▶ Given request
What follows is a set of entries. Give them again exactly, without the pictures.

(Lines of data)
▼
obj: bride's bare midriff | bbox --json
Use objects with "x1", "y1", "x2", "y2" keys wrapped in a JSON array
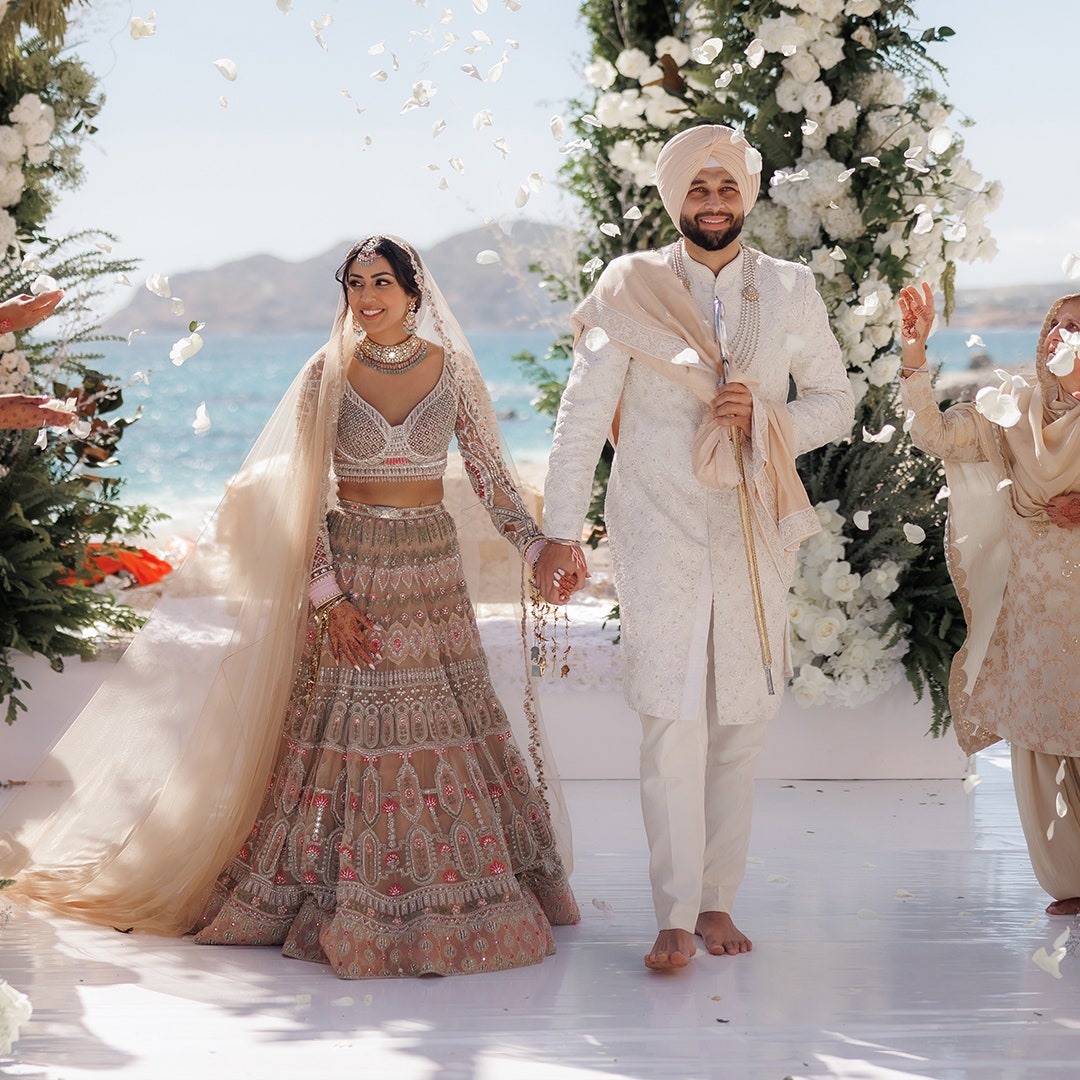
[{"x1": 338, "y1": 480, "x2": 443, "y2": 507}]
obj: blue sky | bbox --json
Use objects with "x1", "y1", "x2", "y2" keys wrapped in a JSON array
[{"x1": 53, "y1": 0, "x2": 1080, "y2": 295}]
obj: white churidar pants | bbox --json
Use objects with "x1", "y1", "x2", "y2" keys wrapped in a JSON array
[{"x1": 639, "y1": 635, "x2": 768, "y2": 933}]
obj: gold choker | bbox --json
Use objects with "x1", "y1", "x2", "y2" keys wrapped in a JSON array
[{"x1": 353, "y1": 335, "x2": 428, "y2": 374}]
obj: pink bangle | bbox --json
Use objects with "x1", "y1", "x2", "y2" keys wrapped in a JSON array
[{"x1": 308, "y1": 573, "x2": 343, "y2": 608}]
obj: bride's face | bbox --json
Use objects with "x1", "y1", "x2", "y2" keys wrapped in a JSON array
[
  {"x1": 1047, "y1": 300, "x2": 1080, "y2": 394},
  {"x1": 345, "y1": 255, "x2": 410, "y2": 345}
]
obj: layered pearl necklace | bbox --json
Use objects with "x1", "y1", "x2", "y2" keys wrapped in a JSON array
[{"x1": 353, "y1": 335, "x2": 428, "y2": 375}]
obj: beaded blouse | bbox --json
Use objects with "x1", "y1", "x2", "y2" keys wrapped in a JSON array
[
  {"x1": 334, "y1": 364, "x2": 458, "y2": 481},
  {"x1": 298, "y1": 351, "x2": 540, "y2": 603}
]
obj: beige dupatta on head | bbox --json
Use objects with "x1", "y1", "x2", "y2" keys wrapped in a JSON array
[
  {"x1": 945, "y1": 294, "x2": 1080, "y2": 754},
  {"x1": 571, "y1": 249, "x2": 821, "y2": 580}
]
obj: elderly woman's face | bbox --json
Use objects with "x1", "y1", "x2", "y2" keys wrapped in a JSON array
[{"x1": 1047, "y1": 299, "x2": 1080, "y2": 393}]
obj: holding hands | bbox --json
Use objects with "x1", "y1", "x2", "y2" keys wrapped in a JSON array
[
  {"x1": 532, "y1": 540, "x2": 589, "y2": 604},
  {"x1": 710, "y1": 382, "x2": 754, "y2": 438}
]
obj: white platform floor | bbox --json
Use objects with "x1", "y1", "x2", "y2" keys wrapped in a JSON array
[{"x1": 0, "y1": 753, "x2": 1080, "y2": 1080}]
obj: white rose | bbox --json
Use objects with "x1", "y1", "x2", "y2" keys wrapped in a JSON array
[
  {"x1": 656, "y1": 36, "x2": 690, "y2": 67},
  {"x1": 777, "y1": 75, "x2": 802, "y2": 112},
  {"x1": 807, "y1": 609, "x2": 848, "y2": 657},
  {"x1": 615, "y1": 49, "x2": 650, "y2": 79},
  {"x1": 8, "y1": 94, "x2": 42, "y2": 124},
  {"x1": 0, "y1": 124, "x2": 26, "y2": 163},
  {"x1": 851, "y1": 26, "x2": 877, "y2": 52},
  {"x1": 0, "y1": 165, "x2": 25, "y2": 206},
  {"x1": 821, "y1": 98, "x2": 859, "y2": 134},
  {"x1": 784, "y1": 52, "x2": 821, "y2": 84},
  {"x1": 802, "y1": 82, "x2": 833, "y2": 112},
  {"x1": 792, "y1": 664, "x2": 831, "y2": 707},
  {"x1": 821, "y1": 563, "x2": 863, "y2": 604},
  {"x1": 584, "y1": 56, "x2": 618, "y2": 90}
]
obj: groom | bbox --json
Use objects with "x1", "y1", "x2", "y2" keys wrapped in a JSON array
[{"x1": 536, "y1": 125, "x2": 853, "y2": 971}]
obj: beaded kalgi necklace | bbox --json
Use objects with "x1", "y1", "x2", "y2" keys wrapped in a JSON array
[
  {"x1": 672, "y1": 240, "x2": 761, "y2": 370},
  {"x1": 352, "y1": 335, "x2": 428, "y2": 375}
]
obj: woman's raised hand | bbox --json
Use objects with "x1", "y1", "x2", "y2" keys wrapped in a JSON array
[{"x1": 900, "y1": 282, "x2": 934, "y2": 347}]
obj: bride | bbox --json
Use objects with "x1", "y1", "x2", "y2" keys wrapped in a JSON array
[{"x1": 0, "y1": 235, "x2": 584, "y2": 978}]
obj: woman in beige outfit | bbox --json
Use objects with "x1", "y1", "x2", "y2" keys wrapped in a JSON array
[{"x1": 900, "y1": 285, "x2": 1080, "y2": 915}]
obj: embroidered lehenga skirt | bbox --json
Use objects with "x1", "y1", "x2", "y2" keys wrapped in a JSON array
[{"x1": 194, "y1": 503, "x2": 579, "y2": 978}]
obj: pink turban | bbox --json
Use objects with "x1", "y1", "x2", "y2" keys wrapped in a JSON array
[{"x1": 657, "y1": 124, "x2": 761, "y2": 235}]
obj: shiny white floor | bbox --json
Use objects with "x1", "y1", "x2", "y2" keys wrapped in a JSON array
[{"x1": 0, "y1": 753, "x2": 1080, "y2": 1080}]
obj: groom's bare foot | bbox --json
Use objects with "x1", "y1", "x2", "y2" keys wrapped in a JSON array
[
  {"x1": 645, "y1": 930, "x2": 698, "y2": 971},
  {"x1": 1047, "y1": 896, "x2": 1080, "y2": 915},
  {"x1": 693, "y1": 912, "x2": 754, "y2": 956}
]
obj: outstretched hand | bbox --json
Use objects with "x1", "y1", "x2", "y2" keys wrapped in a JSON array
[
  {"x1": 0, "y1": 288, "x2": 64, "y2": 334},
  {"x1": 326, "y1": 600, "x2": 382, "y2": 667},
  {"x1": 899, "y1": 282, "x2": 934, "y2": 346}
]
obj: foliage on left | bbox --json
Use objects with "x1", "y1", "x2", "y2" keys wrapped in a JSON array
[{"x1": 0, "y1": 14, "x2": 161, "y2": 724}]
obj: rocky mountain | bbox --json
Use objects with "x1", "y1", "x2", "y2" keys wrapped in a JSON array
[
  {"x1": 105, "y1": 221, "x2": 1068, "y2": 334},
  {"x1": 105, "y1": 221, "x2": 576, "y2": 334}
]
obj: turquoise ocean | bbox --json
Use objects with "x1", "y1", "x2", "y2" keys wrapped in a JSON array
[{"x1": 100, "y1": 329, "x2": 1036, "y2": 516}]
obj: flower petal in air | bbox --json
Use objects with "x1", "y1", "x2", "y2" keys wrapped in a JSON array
▲
▶ Expected output
obj: bride's bare midriff | bbox --json
Use objects with "x1", "y1", "x2", "y2" keys wrapped in a JSON array
[{"x1": 338, "y1": 480, "x2": 443, "y2": 507}]
obj: blue sky | bbox --json
Use objects with "x1", "y1", "x2", "y2" keys wrapped in a JSON array
[{"x1": 53, "y1": 0, "x2": 1080, "y2": 295}]
obj: white churidar pants | bbox --json
Use objects with "x1", "y1", "x2", "y2" keys wrapped in a JSON array
[{"x1": 639, "y1": 635, "x2": 768, "y2": 933}]
obj: gold choker | bbox --json
Use objects with "x1", "y1", "x2", "y2" keys wrapped in a JSON array
[{"x1": 353, "y1": 335, "x2": 428, "y2": 374}]
obj: pink bangle | bbox --json
Use objects with "x1", "y1", "x2", "y2" keys wrapped in a JSON array
[{"x1": 308, "y1": 573, "x2": 343, "y2": 608}]
obj: bride's face | bbox --json
Use objects with "x1", "y1", "x2", "y2" keys wrapped in a JSON array
[
  {"x1": 1047, "y1": 300, "x2": 1080, "y2": 394},
  {"x1": 345, "y1": 255, "x2": 410, "y2": 345}
]
obj: layered pearl necklace | bbox --json
Use objects with "x1", "y1", "x2", "y2" keys wrapped in a JSON array
[{"x1": 353, "y1": 335, "x2": 428, "y2": 375}]
obj: beaded blouse | bbox --json
Use objects with "x1", "y1", "x2", "y2" keys wrapped in a JSON array
[
  {"x1": 334, "y1": 364, "x2": 458, "y2": 481},
  {"x1": 298, "y1": 351, "x2": 540, "y2": 603}
]
obj: beige dupatta on head | bbox --json
Use objects with "x1", "y1", "x2", "y2" keys wrapped in a JSON array
[
  {"x1": 945, "y1": 294, "x2": 1080, "y2": 754},
  {"x1": 571, "y1": 249, "x2": 821, "y2": 580}
]
obj: elderly woman's face | bbox --json
Use objects with "x1", "y1", "x2", "y2" keys wrapped in a JSON array
[{"x1": 1047, "y1": 299, "x2": 1080, "y2": 393}]
obj: holding hands | bbox --json
Use objects with "x1", "y1", "x2", "y2" keys wrapped in a JSON array
[
  {"x1": 532, "y1": 540, "x2": 589, "y2": 604},
  {"x1": 710, "y1": 382, "x2": 754, "y2": 438}
]
obj: white platform floor | bbox --json
Use objects with "x1", "y1", "x2", "y2" keys wrapped in a JSON array
[{"x1": 0, "y1": 753, "x2": 1080, "y2": 1080}]
obj: white rose | bbox --json
Use objects with "x1", "y1", "x2", "y2" keys wrapped in a JSON array
[
  {"x1": 656, "y1": 36, "x2": 690, "y2": 67},
  {"x1": 777, "y1": 75, "x2": 802, "y2": 112},
  {"x1": 807, "y1": 609, "x2": 848, "y2": 657},
  {"x1": 615, "y1": 49, "x2": 650, "y2": 79},
  {"x1": 8, "y1": 94, "x2": 42, "y2": 124},
  {"x1": 0, "y1": 124, "x2": 26, "y2": 163},
  {"x1": 851, "y1": 26, "x2": 877, "y2": 52},
  {"x1": 0, "y1": 165, "x2": 25, "y2": 206},
  {"x1": 821, "y1": 98, "x2": 859, "y2": 134},
  {"x1": 784, "y1": 52, "x2": 821, "y2": 84},
  {"x1": 802, "y1": 82, "x2": 833, "y2": 112},
  {"x1": 792, "y1": 664, "x2": 831, "y2": 707},
  {"x1": 821, "y1": 563, "x2": 863, "y2": 604},
  {"x1": 584, "y1": 56, "x2": 618, "y2": 90}
]
obj: groom | bbox --json
Use objects with "x1", "y1", "x2", "y2" keys wrapped in a JSON array
[{"x1": 536, "y1": 125, "x2": 853, "y2": 971}]
obj: beaded kalgi necklace | bbox --json
Use objects with "x1", "y1", "x2", "y2" keys wrapped in a JSON array
[
  {"x1": 672, "y1": 240, "x2": 761, "y2": 370},
  {"x1": 352, "y1": 335, "x2": 428, "y2": 375}
]
obj: woman's raised hand | bbox --json
Use objects with "x1", "y1", "x2", "y2" keys wrapped in a JSON array
[{"x1": 900, "y1": 282, "x2": 934, "y2": 347}]
obj: bride | bbox --json
Use objects with "x1", "y1", "x2", "y2" keys wrapped in a JSON array
[{"x1": 0, "y1": 235, "x2": 584, "y2": 978}]
obj: woman in beige outfit | bbox --json
Use objects with "x1", "y1", "x2", "y2" keys wrapped in a JSON array
[{"x1": 900, "y1": 285, "x2": 1080, "y2": 915}]
obj: embroidered lehenga skirt | bbox --json
Use objects with "x1", "y1", "x2", "y2" keys wrapped in a JSON array
[{"x1": 194, "y1": 503, "x2": 579, "y2": 978}]
obj: pink turban | bbox --json
Use objects with "x1", "y1", "x2", "y2" keys wrapped in a JSON array
[{"x1": 657, "y1": 124, "x2": 761, "y2": 235}]
obj: shiny white floor | bbox --json
Use objects with "x1", "y1", "x2", "y2" keys wrapped in a JSON array
[{"x1": 0, "y1": 753, "x2": 1080, "y2": 1080}]
obj: groom's bare foot | bbox --json
Use objects with "x1", "y1", "x2", "y2" keys wrapped in a JSON array
[
  {"x1": 645, "y1": 930, "x2": 698, "y2": 971},
  {"x1": 1047, "y1": 896, "x2": 1080, "y2": 915},
  {"x1": 693, "y1": 912, "x2": 754, "y2": 956}
]
obj: outstretched hand | bbox --json
Use objects with "x1", "y1", "x2", "y2" keys wrapped in a JSON array
[
  {"x1": 0, "y1": 288, "x2": 64, "y2": 334},
  {"x1": 326, "y1": 600, "x2": 382, "y2": 667},
  {"x1": 899, "y1": 282, "x2": 934, "y2": 346}
]
obj: foliage on left | bbox --json
Use objects with "x1", "y1", "x2", "y2" keys wrapped in a JSON array
[{"x1": 0, "y1": 14, "x2": 161, "y2": 724}]
obj: rocky mountain | bbox --json
Use objects with "x1", "y1", "x2", "y2" keys wrapped in a JSON array
[
  {"x1": 105, "y1": 221, "x2": 1068, "y2": 334},
  {"x1": 105, "y1": 221, "x2": 576, "y2": 334}
]
obj: turquoise ocean | bbox --json
Use objects with "x1", "y1", "x2", "y2" keys wrapped in a JSON array
[{"x1": 100, "y1": 329, "x2": 1036, "y2": 516}]
obj: flower petal in air | bbox --json
Use objects with "x1", "y1", "x2", "y2" keys wrapped in a JSON array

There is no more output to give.